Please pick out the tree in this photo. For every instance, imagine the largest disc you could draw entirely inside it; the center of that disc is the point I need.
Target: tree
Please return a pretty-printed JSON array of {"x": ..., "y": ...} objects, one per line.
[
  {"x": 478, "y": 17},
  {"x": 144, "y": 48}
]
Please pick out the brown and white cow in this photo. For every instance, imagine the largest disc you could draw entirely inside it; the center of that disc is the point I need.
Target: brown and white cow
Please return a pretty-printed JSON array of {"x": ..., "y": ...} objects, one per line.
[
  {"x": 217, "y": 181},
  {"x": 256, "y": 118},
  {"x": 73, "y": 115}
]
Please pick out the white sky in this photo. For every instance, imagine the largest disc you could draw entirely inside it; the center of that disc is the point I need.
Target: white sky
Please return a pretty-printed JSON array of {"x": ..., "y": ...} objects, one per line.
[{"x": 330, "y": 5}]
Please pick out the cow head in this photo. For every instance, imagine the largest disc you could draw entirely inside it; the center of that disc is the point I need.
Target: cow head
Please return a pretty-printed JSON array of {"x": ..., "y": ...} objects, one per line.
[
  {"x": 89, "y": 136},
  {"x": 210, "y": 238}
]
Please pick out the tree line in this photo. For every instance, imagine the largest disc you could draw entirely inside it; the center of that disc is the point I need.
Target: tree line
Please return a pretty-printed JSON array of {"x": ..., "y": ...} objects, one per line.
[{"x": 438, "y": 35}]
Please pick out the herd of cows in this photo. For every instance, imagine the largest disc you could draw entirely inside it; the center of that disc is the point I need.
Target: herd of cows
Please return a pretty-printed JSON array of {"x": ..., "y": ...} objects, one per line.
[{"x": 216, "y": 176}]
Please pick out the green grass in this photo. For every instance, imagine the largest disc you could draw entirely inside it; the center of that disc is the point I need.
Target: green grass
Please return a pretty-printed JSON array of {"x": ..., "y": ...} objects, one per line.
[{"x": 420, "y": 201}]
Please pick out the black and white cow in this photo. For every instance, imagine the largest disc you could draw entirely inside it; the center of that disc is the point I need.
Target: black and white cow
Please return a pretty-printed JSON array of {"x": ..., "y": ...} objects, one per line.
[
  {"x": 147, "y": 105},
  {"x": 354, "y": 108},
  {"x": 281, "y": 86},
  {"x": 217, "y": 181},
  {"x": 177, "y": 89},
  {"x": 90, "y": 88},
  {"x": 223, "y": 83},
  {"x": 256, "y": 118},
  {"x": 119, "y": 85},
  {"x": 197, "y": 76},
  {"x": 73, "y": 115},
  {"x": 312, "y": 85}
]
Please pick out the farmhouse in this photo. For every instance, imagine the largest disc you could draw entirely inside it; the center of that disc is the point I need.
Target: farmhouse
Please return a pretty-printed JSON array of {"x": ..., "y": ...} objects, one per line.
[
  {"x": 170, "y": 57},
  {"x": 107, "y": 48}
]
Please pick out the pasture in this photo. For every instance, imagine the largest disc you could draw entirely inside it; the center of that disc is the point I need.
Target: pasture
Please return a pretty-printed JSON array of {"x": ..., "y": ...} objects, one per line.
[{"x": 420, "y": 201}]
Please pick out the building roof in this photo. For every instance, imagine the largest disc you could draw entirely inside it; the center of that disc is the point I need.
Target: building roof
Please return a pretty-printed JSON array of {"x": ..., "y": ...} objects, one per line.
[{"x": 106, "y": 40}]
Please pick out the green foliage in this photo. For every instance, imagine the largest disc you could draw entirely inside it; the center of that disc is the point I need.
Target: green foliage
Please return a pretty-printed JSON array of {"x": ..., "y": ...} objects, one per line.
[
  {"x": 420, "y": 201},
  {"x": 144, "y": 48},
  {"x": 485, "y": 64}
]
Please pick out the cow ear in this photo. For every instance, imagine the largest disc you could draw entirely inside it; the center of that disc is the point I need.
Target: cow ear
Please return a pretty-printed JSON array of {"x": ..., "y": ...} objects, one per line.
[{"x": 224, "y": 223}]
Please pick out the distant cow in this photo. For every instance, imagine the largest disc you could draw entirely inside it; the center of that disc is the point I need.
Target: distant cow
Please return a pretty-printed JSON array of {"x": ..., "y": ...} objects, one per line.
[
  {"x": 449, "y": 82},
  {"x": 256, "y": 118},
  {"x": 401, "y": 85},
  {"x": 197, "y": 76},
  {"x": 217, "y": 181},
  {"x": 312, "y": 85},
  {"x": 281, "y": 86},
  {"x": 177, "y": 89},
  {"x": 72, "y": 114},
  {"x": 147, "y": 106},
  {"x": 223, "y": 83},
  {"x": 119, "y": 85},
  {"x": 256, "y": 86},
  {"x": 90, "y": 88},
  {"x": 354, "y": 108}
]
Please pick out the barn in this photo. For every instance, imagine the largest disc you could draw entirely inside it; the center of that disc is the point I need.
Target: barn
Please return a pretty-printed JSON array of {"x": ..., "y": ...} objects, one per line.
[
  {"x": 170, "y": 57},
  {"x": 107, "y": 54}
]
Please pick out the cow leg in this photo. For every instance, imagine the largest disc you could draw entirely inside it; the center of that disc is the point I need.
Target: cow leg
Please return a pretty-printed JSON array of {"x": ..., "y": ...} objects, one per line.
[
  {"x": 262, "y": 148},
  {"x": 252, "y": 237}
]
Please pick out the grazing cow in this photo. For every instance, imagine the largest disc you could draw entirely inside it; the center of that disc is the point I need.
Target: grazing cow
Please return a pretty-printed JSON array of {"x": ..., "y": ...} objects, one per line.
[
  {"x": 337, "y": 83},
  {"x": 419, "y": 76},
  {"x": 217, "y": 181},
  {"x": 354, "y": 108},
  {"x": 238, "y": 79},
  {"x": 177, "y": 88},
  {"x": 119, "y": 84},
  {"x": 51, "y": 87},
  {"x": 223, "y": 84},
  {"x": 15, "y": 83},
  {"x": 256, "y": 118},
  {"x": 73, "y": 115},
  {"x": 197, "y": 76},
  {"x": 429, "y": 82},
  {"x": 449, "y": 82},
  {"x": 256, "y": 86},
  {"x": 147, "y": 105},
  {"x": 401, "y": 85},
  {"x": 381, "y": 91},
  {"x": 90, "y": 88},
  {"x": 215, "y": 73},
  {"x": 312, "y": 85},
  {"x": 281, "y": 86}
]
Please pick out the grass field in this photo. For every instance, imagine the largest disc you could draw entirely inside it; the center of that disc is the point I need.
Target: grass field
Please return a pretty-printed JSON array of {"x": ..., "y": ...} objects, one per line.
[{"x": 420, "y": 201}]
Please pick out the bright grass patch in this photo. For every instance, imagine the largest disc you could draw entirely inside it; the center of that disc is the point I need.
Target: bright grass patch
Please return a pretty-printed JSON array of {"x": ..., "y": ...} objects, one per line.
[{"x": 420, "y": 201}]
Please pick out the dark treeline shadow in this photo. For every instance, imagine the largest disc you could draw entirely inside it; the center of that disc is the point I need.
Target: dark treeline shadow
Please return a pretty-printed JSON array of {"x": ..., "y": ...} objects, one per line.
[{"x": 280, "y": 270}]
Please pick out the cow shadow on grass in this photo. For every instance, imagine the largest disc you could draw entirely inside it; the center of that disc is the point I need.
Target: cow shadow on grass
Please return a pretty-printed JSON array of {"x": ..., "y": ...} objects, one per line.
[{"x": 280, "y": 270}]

- Work instructions
Check each line of the data above for the word "green" and say how many lines contain it, giving nothing besides the number.

- Task solution
4